§ Goal
Continue the R forum post below about finding overlapping date ranges on large datasets, starting right after its last line.
── Selected excerpt ──
I've tried the various answers so far here:
- Combining IRanges objects and maintaining mcols
- Find all date ranges for overlapping start and end dates in R
- Find groups of overlapping intervals with data.table
- Finding all overlaps in one iteration of foverlap in R's data.table
- Find dates within a period interval by group
- R Find overlap among time periods
- Detect overlapping dates by group with R
Some work but are not very performant for very large datasets (8m-12m rows)
Just some sample code of what I've been trying:
library(tidyverse)
library(data.table)
size = 10000
df <- data.frame(
ID = sample(1:round(size / 5, 0)),
period = sample(c(5,10,30,45), size, replace = TRUE),
start = sample(seq(
as.Date('1999/01/01'), as.Date('2000/01/01'), by = "day"
), size, replace = TRUE)
───
── Entries ──
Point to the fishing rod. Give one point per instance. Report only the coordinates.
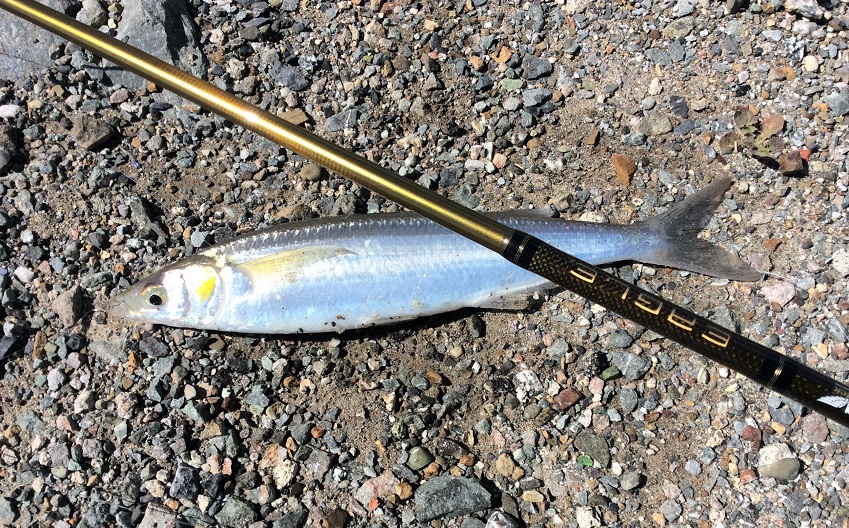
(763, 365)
───
── Entries ──
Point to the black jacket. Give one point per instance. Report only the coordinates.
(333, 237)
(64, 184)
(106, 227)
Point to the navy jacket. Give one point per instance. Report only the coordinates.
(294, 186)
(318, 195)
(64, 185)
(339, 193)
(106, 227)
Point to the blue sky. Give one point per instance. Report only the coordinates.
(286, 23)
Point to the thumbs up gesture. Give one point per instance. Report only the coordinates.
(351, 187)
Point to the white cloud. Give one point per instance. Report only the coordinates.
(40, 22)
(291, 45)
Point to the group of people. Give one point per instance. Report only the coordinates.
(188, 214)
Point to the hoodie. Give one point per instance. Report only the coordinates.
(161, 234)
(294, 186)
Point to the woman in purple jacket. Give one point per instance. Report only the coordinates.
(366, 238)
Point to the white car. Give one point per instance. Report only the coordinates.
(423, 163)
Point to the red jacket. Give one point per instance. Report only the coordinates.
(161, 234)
───
── Entries ──
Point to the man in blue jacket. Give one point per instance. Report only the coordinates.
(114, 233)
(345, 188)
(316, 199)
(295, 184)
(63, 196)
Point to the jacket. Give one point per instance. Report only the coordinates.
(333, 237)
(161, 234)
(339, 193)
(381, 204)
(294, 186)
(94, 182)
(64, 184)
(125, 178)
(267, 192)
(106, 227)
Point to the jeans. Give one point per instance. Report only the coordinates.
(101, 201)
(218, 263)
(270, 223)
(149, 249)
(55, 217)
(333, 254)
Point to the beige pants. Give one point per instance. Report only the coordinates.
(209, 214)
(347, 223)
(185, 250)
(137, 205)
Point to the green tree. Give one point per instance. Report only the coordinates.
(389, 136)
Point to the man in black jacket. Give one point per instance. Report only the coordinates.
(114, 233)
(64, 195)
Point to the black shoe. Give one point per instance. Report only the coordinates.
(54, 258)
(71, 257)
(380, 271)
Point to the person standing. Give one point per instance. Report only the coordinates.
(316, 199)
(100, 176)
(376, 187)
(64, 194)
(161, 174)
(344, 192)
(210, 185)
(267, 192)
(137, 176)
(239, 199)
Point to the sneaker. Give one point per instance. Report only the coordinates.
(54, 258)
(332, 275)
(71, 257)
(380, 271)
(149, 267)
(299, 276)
───
§ Output of the task
) %>% mutate(end = start + period)
dt <-
data.table(df, key = c("start", "end"))[, `:=`(row = 1:nrow(df))]
overlapping <-
unique(foverlaps(dt, dt)[ID == i.ID & row != i.row, ID])
dt[, `:=`(Overlap = FALSE)][ID %in% overlapping, Overlap :=
TRUE][order(ID, start)] %>%
distinct(ID,Overlap) %>%
count(Overlap) %>%
mutate(freq = n/sum(n))
This one works fine but if the dataset gets bigger it's either slow or there is a negative vector error:
Error in foverlaps(dt, dt) : negative length vectors are not allowed
Is there a better way?